■ WHAT IS EXPECTED ■
Reproduce the listing below line for line, with every character unchanged.

■ EXTRACTED DATA ■
◆ ◆ ◆ ◆ ◆ ◆ ◆

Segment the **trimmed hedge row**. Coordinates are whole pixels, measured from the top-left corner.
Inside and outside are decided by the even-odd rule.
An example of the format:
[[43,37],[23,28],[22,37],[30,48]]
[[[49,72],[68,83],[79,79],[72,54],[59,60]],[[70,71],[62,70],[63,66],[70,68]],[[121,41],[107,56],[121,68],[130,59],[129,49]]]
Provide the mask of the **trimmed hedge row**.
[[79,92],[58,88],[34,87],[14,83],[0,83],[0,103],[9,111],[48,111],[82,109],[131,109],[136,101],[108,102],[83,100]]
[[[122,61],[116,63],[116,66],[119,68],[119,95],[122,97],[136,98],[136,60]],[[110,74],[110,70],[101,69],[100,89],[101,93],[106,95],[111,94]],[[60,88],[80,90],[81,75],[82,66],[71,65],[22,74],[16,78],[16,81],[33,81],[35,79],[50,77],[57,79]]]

◆ ◆ ◆ ◆ ◆ ◆ ◆

■ THE RESPONSE ■
Segment the **trimmed hedge row**. Coordinates are whole pixels, measured from the top-left corner.
Inside and outside are decided by the even-odd rule.
An example of the format:
[[43,37],[23,28],[22,37],[30,48]]
[[[49,72],[68,83],[79,79],[72,54],[59,60]],[[70,71],[62,70],[63,66],[70,68]],[[121,41],[107,56],[121,68],[130,59],[129,49]]]
Provide the mask of the **trimmed hedge row**.
[[79,92],[58,88],[34,87],[14,83],[0,83],[0,103],[9,111],[48,111],[82,109],[131,109],[136,101],[108,102],[83,100]]
[[[122,61],[116,63],[116,66],[119,68],[119,95],[122,97],[136,98],[136,60]],[[110,74],[110,70],[101,69],[100,89],[101,93],[106,95],[111,94]],[[60,88],[80,90],[81,75],[82,66],[71,65],[22,74],[16,78],[16,81],[33,81],[35,79],[50,77],[57,79]]]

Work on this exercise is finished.